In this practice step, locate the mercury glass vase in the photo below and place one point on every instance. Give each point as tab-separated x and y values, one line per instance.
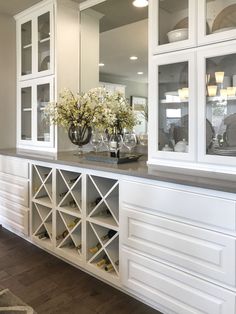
80	136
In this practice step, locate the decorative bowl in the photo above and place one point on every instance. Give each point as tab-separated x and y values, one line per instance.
177	35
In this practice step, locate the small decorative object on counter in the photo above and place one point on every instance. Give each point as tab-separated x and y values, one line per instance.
181	146
167	148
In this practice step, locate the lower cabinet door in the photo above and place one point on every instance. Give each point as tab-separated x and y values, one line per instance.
170	290
14	216
13	188
197	250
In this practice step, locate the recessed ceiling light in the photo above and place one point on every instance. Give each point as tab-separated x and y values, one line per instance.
140	3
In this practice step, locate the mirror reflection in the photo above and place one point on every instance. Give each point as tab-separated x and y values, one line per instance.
114	52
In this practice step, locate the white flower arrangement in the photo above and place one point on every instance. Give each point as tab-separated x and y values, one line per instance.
96	109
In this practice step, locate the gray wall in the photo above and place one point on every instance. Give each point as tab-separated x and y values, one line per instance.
7	81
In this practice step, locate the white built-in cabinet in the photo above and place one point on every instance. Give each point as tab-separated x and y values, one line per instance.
192	91
177	246
14	194
46	64
75	215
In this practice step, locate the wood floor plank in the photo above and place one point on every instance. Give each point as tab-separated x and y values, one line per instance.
52	286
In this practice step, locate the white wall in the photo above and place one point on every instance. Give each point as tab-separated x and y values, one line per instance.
132	88
7	82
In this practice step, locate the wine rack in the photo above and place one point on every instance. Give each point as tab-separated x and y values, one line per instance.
42	213
42	224
42	185
68	215
102	226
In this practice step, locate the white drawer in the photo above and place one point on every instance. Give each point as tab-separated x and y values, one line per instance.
14	166
171	290
14	189
14	216
211	212
198	250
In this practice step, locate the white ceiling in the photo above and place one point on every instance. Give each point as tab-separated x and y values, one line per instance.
13	7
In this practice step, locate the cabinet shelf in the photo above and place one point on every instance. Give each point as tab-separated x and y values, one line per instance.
164	101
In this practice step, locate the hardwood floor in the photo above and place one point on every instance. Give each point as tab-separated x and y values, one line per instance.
51	286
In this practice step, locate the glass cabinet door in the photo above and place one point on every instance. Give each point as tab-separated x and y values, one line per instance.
173	113
44	36
216	20
26	113
173	24
26	48
43	123
220	103
173	92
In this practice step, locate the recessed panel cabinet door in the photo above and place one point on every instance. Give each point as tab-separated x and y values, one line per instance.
194	249
171	290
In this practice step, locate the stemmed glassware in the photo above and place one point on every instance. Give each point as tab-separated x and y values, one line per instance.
130	141
96	140
143	139
115	144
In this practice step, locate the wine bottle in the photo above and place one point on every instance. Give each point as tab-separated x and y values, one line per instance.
109	235
103	261
109	267
43	235
62	194
96	248
72	204
73	180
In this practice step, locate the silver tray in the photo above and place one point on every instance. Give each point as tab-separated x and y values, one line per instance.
226	151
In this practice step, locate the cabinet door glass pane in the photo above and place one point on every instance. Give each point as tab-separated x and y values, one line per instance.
221	105
44	42
173	21
173	107
26	48
220	15
43	125
26	113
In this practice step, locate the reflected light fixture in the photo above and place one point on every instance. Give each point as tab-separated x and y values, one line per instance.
140	3
133	58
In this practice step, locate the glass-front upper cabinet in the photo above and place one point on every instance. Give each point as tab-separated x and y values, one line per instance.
35	47
172	24
172	133
34	127
217	100
216	20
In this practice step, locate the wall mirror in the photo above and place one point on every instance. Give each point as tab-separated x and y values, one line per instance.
114	49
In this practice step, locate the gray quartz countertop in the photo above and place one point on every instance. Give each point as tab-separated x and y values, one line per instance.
197	178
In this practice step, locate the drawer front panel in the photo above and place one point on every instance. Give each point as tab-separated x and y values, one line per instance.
15	216
14	189
173	290
213	212
204	252
14	166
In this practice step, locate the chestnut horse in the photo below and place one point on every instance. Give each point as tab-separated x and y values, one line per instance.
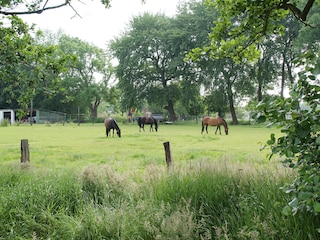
206	121
111	123
148	120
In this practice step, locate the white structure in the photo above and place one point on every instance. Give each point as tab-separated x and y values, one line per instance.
7	113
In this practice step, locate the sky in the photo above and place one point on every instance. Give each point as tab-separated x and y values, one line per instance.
98	25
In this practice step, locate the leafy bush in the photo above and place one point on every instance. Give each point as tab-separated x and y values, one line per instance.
299	146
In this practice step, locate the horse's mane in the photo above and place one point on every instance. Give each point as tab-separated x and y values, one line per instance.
116	125
225	122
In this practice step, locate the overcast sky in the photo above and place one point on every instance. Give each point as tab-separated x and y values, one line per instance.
97	24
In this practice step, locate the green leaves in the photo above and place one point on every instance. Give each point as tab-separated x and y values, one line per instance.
299	119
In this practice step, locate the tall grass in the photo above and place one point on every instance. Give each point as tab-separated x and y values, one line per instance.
80	185
210	201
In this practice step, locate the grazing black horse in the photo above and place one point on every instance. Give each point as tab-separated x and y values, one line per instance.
110	123
148	120
209	121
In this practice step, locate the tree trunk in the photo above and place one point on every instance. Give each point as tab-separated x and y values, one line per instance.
94	109
282	78
170	109
232	109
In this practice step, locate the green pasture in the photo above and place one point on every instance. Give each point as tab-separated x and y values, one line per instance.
82	185
74	146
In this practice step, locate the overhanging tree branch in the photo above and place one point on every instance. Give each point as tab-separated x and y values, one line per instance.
38	11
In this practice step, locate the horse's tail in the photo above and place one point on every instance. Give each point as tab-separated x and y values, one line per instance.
155	124
225	124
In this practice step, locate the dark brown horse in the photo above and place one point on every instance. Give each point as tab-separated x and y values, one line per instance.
148	120
111	123
206	121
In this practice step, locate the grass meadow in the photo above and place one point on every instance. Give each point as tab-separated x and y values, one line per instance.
82	185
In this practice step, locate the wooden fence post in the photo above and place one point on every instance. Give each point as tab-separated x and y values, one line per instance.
25	155
168	153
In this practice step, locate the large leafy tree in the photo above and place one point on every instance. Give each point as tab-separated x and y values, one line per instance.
149	58
26	67
86	83
243	24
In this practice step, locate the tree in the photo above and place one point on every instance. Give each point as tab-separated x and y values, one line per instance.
88	78
300	126
148	66
25	67
8	7
242	24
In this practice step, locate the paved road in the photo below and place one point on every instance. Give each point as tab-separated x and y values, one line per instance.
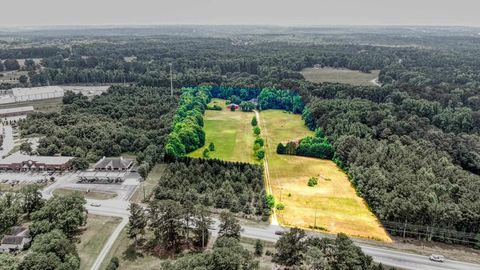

☆ ☆ ☆ ☆ ☆ ☆ ☆

**WRITTEN PROBLEM**
Print out the lines exactly, skipping any picture.

**ANSWER TO THE EXERCISE**
In this practice step, locate the mercury glass vase in the photo below and place one point on every instance. Give each point as tab-separated x and y values, one line per instance.
80	136
In this practice step, locate the decorative bowl in the photo above and place one point on every instance. Give each point as tab-separated x and y values, one line per instance.
177	35
In this practice step, locate the small decorative object on counter in the photo above and place one point on every instance. Give each point as tab-separated x and y values, one line per instance.
181	146
167	148
In this practice step, locate the lower cabinet door in the photo above and place one point on every instance. Give each point as tab-separated x and y values, one line per instance.
170	290
14	216
13	188
197	250
In this practice step, locate the recessed ceiling light in the photo above and place one point on every instance. Give each point as tab-separated x and y values, one line per instance.
140	3
In this practice step, locate the mirror reflection in the photo above and place one point on every instance. Give each point as tab-separated x and y values, one line per instance.
114	52
In this practice step, locate the white flower arrangement in the photo above and place one point on every instance. Give each point as tab-separated x and y values, one line per instance.
96	109
In this practice step, locate the gray wall in the photo above and place one point on every instance. Give each point as tab-separated x and y values, one line per instance.
7	81
In this practice step, locate the white built-in cabinet in the photo above and place one point on every instance. Give each point as tab-separated x and y values, one line per instance.
192	91
177	246
14	194
46	64
75	215
In this practice step, locate the wood floor plank in the photo above and place one point on every instance. Give each point as tab-separated x and y values, one line per instance.
52	286
In this practice step, locate the white wall in the photo above and place one point on every instance. Give each point as tab-separated x and y values, one line per instance.
132	88
7	82
In this practice step, locate the wine rack in the photo above and place one point on every instance. Give each point as tab-separated x and y values, one line per instance.
42	213
42	224
42	185
68	215
102	226
In this practice step, locate the white drawer in the photo above and place one point on every instance. Give each point as tab-separated x and y values, one line per instance.
14	166
171	290
14	189
14	216
211	212
198	250
In this practice step, locate the white ceiling in the photo above and place one point on every instance. Give each point as tab-separated x and y values, one line per instance.
13	7
In this practice step, locate the cabinet shelf in the photo above and place one point on every instance. Give each point as tab-separated x and y values, one line per instance.
164	101
In this practice step, locate the hardwood floor in the photo above and place one point on every instance. Give each point as tab-separated x and y values, one line per instance.
51	286
In this practice step, locate the glass cabinet door in the photo above and place one point on every instance. Give each point as tab-separated x and y values, one line per instance.
173	113
44	36
216	20
26	113
173	24
26	48
43	123
220	103
173	92
In this practice step, locate the recessed panel cabinet door in the photo above and place one point on every instance. Give each point as tab-separated x and y values, one line per instance.
194	249
171	290
In this practice step, locate the stemmed glassware in the photo above and place one point on every instance. Give each point as tab-separated x and y values, one line per instance.
130	141
96	140
143	139
115	144
In this practice step, locate the wine bottle in the photo above and place one point on every instance. Give each point as tab-separated x and y values, one line per instance.
109	235
103	261
109	267
43	235
62	194
96	248
72	204
73	180
In this practice step, locate the silver tray in the photo above and place one point on every instance. Give each point as tab-separated x and y values, one line per instance.
226	151
In this practice step, locate the cabinet door glass pane in the photo above and place one point on every instance. Give each point as tab-separated x and y values, one line per instance.
221	105
44	42
173	21
173	107
26	48
220	15
43	125
26	113
In this practice step, locate the reflected light fixture in the photo above and place one point on every instance. Give each point as tab-separated x and y values, one line per instance.
140	3
133	58
In this practice step, locate the glass-front upper cabinet in the photo above and place one point on every instance. Give each point as tab-separated x and y values, one line per instance.
35	47
172	24
172	133
34	127
217	100
216	20
In this practice step, locate the wall mirror in the photo above and place one point on every instance. Give each point as tab-separated x and y values, one line per instance.
114	49
In this practice step, locate the gray quartz countertop in the photo above and place one point on every instance. Give each point as tab-separated x and y values, one line per instance.
197	178
In this practice step, locate the drawer front panel in the photo above and place one point on every instance. Give each point as tab-separated x and y values, one line per instance.
15	216
14	189
173	290
213	212
204	252
14	166
In this practice step, locate the chestnut horse in the photo below and place one point on every instance. Give each point as tab-separated x and y values, one line per instance.
206	121
111	123
148	120
In this practice step, locate the white structure in the photo above and place one point on every instance. Give each point as tab-separated x and y values, one line per instance.
7	113
In this practice step, locate the sky in the photo above and place one point on every instance. Give each point as tab-separated x and y values, one line per instance.
98	25
In this practice step, locate the leafy bush in the photo above and place one point on every instance. Give each point as tab-separated x and y values, one line per instance.
299	146
In this practice step, locate the horse's mane in the photo above and place one point on every instance. Give each point as tab-separated x and y values, one line per instance.
116	125
225	122
In this practice step, locate the overcast sky in the photo above and place one point on every instance. Give each point as tab-separated x and y values, one line per instance.
97	24
In this practice step, locate the green leaves in the photo above and place one point on every instance. Give each point as tab-separated x and y values, one line per instance.
299	119
In this practice step, locate the tall grass in the photo above and place one point on every instance. Give each point as tab-separated x and y values, one line per instance.
80	185
210	201
In this practice step, locate the grazing black horse in the photo above and place one point on every instance. Give each point as tab-separated x and y values, one line per instance.
110	123
148	120
209	121
In this practice step, locate the tree trunk in the photo above and place one point on every instance. Give each point as tab-separated x and y values, one line per instance.
94	109
282	78
170	109
232	109
In this practice step, locate the green pasture in the photo above and place one point on every instance. Give each point as tab-separated x and y values, one line per instance.
82	185
74	146
In this practice step, locate the overhanging tree branch in the photo above and place one point on every instance. Give each point as tab-separated x and y values, one line per instance.
38	11
In this practice step, locate the horse's tail in the photo above and place one point on every instance. Give each point as tab-separated x and y values, one line per instance.
155	124
225	124
In this practice step, locate the dark brown horse in the photo above and place one point on every instance. Give each point as tab-separated x and y values, one line per instance.
148	120
111	123
206	121
In this practice step, locate the grass meadow in the photo above and place one point on every instance. Give each point as tab-separated x and y values, one line per instance.
82	185
In this practice step, locate the wooden fence post in the photo above and place one point on every instance. Give each point as tab-separated x and y values, one line per instance.
25	155
168	153
In this practice step, locate the large leafy tree in the photo above and place one point on every instance. Give each point as tab-separated x and y values, one line per instance.
149	58
26	67
86	83
243	24
In this practice step, locate the tree in the photo above and place one point on every instance. Give each point as tab-separated x and y values, one line per instance.
88	78
300	126
148	66
25	67
8	7
242	24
In this practice step, locate the paved road in the photo below and place one point on every instance. Give each point as tab-separated x and y values, one line per instance.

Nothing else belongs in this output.